**Your instructions**
Begin with the line containing "Please drop a marker on the man" and end with the last line of the data below; return those lines exactly, and only those.

**Task material**
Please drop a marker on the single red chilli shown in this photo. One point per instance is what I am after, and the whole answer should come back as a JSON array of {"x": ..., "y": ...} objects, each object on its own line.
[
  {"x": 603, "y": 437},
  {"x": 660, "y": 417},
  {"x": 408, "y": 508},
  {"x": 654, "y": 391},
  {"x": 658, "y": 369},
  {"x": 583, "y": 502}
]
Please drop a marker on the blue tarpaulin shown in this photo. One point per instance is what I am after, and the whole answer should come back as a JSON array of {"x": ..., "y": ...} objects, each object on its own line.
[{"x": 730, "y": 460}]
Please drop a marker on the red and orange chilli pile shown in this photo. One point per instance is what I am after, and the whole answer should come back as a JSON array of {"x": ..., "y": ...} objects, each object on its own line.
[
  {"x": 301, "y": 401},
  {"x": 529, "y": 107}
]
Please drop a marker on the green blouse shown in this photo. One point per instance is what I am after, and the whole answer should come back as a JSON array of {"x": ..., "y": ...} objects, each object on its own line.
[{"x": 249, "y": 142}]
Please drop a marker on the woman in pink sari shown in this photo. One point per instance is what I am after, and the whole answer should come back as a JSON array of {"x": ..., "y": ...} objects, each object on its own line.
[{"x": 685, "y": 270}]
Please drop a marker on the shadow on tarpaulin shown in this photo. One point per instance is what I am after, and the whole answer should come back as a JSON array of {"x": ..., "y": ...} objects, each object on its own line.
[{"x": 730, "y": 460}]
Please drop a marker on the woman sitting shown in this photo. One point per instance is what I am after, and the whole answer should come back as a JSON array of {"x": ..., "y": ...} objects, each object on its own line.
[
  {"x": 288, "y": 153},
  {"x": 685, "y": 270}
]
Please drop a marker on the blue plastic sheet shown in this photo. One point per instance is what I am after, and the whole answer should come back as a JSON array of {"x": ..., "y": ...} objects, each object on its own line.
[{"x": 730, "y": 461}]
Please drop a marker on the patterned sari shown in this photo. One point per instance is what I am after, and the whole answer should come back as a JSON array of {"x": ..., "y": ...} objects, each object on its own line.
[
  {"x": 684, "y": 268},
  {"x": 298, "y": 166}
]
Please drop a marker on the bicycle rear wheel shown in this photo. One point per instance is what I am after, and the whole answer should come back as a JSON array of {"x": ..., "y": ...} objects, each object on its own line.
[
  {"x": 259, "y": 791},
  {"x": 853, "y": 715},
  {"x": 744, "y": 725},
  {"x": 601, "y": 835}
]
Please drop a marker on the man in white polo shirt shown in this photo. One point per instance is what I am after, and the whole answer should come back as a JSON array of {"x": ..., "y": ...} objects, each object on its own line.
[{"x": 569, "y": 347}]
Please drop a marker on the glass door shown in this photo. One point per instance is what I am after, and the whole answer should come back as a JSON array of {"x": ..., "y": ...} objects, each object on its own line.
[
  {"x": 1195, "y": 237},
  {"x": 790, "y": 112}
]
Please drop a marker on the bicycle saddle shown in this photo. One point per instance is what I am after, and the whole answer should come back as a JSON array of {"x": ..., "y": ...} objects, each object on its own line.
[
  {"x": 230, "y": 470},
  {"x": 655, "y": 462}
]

**Response area**
Please drop a marker on the man in white polo shirt shown in this photo. One point per instance is what I am after, and the whole answer should come back as a JSON array of {"x": ..., "y": ...} objects, each object on its own line.
[{"x": 569, "y": 347}]
Please drop a marker on the glass door shown in this photo. One point per instance is what I am after, and the whole answer should come back as a JSON array of {"x": ..., "y": ...} objects, each object on its own line.
[
  {"x": 1195, "y": 237},
  {"x": 790, "y": 112}
]
Please drop a marker on the bicycle saddle shown in this photo. One point per instance is what I am after, and the whole answer should come back as a JSON array of {"x": ..., "y": ...} objects, each object on its own line.
[
  {"x": 230, "y": 470},
  {"x": 655, "y": 462}
]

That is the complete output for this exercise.